━━━━━ Records to use ━━━━━

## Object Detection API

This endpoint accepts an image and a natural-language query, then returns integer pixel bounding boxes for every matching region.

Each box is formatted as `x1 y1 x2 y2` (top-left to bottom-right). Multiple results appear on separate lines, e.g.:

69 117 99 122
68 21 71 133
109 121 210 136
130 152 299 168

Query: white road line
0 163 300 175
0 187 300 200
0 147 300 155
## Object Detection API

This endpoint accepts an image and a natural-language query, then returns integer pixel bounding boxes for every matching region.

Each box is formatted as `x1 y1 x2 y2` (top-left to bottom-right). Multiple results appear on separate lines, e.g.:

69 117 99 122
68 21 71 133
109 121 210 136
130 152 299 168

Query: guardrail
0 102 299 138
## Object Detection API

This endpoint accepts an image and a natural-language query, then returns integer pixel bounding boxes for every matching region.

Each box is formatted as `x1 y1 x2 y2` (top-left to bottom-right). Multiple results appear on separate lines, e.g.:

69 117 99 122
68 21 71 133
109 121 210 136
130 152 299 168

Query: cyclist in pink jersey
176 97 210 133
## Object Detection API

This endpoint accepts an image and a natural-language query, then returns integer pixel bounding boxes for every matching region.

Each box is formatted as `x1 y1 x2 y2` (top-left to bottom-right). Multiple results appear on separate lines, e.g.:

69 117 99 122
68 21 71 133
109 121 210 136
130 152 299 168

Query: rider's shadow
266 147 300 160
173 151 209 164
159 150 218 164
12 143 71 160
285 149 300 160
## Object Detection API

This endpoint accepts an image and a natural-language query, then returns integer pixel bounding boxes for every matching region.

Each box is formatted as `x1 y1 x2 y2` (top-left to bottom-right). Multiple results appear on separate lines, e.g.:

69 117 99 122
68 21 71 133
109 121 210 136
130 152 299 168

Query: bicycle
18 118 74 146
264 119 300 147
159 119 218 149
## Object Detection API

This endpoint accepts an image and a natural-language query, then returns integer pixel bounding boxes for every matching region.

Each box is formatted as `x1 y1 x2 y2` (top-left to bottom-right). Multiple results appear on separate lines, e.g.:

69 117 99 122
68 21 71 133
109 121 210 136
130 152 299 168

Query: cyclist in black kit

━━━━━

Instructions for the task: Format the items from their first line through the line containing "0 147 300 155", both ends included, as a JSON list of strings with one string per line. Omit blank lines.

Completed exercise:
[
  "## Object Detection API",
  "This endpoint accepts an image and a natural-language query, then returns integer pixel bounding boxes for every matching region.",
  "Each box is formatted as `x1 y1 x2 y2` (top-left to bottom-right). Multiple results appear on separate lines, e.g.:",
  "69 117 99 122",
  "68 21 71 133",
  "109 121 210 136",
  "130 152 299 168",
  "Query: white road line",
  "0 163 300 175",
  "0 187 300 200",
  "0 147 300 155"
]